Consigne – Reproduisez l'extrait à lire en entier, mot pour mot, de la première ligne à la dernière.

Extrait à lire –
══════════

Melhem Karam: - Quelle est la teneur effective des pourparlers
palestino-israéliens engagés à New York et Washington?
Peuvent-ils remettre les négociations de paix sur les rails ou est-ce
une perte de temps?
Président Arafat: “Non, je ne peux pas dire que ce qui
se passe à New York est une perte de temps, car le seul fait de
se réunir est déjà bon en lui-même.”
PAS DE DIVERGENCES INTERPALESTINIENNES
Melhem Karam: - On dit que des divergences opposent vos organismes
sécuritaires autour de la façon de traiter avec le courant
islamique en Cisjordanie et à Gaza. Il semble que la “sécurité
préventive” en Cisjordanie se rebelle contre vos instructions, refusant
de procéder à des arrestations parmi les membres de “Hamas”?
Le président Arafat m’interrompt pour émettre cette réflexion:
“Croyez-vous que quelqu’un puisse se rebeller contre mes ordres?”, avant
de partir d’un éclat de rire.

══════════

Extrait des données –
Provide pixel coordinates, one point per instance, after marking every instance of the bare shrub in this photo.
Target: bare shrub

══════════

Réponse ci-dessous –
Melhem Karam: - Quelle est la teneur effective des pourparlers
palestino-israéliens engagés à New York et Washington?
Peuvent-ils remettre les négociations de paix sur les rails ou est-ce
une perte de temps?
Président Arafat: “Non, je ne peux pas dire que ce qui
se passe à New York est une perte de temps, car le seul fait de
se réunir est déjà bon en lui-même.”
PAS DE DIVERGENCES INTERPALESTINIENNES
Melhem Karam: - On dit que des divergences opposent vos organismes
sécuritaires autour de la façon de traiter avec le courant
islamique en Cisjordanie et à Gaza. Il semble que la “sécurité
préventive” en Cisjordanie se rebelle contre vos instructions, refusant
de procéder à des arrestations parmi les membres de “Hamas”?
Le président Arafat m’interrompt pour émettre cette réflexion:
“Croyez-vous que quelqu’un puisse se rebeller contre mes ordres?”, avant
de partir d’un éclat de rire.